[TEXT PASSAGE]

Where a special proceeding is begun to fix the location of the dividing line between two tracts of land, and defendant, by his answer, puts title to the disputed area in issue by alleging ownership, the proceeding in effect becomes an action to quiet title as provided by G.S. 41-10. Simmons v. Lee, 230 N.C. 216, 53 S.E. 2d 79; Roberts v. Sawyer, supra; Clark v. Dill, 208 N.C. 421, 181 S.E. 281. When the question of title is raised, the clerk should transfer the proceeding to the Superior Court in term. G.S. 1-399.

The issue involving ownership was properly submitted to the jury. This is so because defendant, by his answer, asserts ownership of a specific tract of land which includes the area in dispute. Boundary was also at issue.

The evidence discloses that the land to which petitioner asserts title was originally owned by Thomas Bumgarner. The land to which defendants assert title was likewise originally owned by Thomas Bum-garner. In August 1889 Thomas Bumgarner made a deed to T. C. Bumgarner and wife, Polly, for lot number 6, describing it by metes and bounds. The pertinent part of the description in that deed reads:

“. . . to a whiteoak by the sid of Lovelady N. then E 39 north with the road 26 P. to posteoak corner of Lot No. 1 and 2 same course 14 P. to pine then North 56 E with the road 70 P to a maple near the ford of Big Gunpowder Creek . . .”

[SUPPLIED RECORDS]
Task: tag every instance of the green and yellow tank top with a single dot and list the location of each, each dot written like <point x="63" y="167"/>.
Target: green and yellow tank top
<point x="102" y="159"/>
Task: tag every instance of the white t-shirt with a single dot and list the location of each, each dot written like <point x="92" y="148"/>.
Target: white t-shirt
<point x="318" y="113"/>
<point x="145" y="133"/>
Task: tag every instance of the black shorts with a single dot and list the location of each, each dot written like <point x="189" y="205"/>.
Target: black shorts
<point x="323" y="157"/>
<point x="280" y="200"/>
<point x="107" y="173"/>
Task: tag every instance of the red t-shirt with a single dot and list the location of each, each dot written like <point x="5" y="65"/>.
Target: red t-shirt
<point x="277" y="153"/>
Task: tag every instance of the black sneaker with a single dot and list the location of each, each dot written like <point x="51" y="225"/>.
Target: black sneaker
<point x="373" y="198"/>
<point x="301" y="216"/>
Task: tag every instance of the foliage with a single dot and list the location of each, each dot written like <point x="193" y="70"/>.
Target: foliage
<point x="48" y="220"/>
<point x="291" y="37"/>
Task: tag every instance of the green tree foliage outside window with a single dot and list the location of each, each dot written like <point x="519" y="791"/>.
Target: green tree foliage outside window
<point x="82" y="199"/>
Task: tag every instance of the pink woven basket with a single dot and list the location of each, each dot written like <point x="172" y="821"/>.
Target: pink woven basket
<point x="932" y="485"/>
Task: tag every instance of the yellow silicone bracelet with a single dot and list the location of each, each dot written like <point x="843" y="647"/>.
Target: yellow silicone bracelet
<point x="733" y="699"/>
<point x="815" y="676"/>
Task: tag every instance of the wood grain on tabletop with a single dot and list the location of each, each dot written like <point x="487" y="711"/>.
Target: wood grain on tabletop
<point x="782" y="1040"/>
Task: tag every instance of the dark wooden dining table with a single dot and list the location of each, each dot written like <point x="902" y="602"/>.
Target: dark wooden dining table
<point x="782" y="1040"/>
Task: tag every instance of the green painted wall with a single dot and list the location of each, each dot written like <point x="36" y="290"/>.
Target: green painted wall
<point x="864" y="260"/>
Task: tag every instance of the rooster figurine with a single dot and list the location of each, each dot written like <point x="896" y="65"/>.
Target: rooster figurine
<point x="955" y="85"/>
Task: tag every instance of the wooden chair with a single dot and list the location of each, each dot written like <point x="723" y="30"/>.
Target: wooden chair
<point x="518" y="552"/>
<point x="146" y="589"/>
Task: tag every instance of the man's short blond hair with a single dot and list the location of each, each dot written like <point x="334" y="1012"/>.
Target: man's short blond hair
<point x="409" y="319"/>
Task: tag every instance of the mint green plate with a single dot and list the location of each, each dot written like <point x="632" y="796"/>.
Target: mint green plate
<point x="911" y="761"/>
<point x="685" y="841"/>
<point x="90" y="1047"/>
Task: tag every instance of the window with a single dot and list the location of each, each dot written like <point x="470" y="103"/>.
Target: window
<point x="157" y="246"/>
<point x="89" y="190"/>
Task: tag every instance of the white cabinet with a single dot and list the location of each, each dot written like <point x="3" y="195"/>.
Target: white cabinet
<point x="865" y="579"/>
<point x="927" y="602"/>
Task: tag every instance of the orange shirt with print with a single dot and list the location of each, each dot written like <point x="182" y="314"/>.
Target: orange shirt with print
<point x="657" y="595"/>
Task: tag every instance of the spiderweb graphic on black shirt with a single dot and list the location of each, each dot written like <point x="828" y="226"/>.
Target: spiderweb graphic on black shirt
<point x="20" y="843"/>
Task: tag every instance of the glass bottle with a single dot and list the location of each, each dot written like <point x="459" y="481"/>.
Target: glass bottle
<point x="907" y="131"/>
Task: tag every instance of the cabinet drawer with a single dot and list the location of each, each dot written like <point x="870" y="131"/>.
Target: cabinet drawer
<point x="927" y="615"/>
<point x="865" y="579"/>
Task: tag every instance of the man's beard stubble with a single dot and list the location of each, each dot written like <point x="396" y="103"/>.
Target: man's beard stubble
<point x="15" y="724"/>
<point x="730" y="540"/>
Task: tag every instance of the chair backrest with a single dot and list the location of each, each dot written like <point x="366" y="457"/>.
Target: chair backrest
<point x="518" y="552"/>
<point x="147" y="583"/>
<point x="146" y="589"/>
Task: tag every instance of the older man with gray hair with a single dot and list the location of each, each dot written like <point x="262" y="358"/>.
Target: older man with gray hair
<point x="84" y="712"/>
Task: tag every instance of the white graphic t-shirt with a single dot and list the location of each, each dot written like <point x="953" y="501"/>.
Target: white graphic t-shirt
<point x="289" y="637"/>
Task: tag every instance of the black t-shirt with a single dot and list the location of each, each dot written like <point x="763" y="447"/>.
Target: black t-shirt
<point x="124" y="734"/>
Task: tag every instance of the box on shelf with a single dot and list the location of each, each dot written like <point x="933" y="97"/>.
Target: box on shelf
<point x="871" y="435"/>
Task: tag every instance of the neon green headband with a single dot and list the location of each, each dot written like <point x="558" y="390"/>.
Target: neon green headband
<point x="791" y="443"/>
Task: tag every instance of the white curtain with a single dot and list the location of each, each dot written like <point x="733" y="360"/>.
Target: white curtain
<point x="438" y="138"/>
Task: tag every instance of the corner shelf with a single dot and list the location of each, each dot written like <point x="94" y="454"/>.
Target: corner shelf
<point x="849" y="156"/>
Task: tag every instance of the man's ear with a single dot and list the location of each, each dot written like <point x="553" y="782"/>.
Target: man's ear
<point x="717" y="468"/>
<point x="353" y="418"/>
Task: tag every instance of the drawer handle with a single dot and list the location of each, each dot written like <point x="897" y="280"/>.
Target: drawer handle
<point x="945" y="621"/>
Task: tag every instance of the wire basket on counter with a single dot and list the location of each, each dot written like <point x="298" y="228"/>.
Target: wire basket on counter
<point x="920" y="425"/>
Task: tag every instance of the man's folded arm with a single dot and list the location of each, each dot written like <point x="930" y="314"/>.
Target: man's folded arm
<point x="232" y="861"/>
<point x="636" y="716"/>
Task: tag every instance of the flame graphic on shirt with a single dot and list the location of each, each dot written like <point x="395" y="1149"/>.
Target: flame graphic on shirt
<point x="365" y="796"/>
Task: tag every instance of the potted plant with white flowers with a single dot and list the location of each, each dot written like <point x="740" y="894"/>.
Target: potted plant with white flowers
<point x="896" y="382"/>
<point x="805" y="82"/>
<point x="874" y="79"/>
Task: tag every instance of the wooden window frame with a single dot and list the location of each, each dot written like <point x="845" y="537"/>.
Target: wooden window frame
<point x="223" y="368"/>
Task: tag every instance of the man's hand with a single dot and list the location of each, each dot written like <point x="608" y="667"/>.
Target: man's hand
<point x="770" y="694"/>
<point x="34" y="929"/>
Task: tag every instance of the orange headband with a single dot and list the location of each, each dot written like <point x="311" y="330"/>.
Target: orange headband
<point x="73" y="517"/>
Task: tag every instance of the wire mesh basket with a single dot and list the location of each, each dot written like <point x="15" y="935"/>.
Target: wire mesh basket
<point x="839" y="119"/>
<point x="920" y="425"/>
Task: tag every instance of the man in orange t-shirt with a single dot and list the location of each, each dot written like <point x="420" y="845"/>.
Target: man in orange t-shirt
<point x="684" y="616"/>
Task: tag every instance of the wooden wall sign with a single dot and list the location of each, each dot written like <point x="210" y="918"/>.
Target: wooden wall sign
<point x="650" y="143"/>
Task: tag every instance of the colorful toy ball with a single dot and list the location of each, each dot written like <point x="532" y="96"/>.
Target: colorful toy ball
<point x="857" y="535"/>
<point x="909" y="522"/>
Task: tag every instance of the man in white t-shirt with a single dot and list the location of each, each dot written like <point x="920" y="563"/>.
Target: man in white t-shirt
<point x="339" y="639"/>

[TASK BRIEF]
Continue the court opinion on the boundary dispute over the former Thomas Bumgarner land from where it stops.

[REPLY TO THE EXERCISE]
*44The pine referred to is indicated on the court map by the figure 1 and the letter A. Its location is not in controversy. Defendants, as hereafter noted, connect their claim of ownership with the foregoing deed, but it is not their only source of title to the disputed area.

Petitioner traces his title to a deed from Thomas Bumgarner to M. L. D. Bumgarner dated August 1889. The pertinent portion of the description in that deed is: “. . . North 60 E. with the Road 14 poles to a pine then North 86 E. with R. 70 poles to maple near Big Gunpowder ford ...”

As between the grantees of Thomas Bumgarner, the Lovelady Road was the true dividing line. Trust Co. v. Miller, 243 N.C. 1, 89 S.E. 2d 765; Newkirk v. Porter, 237 N.C. 115, 74 S.E. 2d 235; Lance v. Cogdill, 236 N.C. 134, 71 S.E. 2d 918; Gray v. Coleman, 171 N.C. 344, 88 S.E. 489. Petitioner offered evidence to support his contention that the Lovelady Road in 1889 was not a straight line but conformed with the location shown on the map by the figures 1, 2, 3, 4, and 5. Defendants offered evidence to support their contention that the correct location of the Lovelady Road in 1889 was a straight line from the pine, letter A, to letter B on Gunpowder Creek.

If defendants’ contention as to the location of the road was correct, he had the superior title to the disputed area as all of the deeds under which petitioner asserted title fixed the road, as his northern boundary and he asserted no other source of title. It was proper for the court to submit this aspect of the case to the jury. Pie did so in this language: “Now, gentlemen of the jury, this case relates to where the lines of Lot #6 of the old Bumgarner lands is; that is the question that you have to decide, that is the line in question, the one between Mr. Bumgarner and Dr. Corpening.”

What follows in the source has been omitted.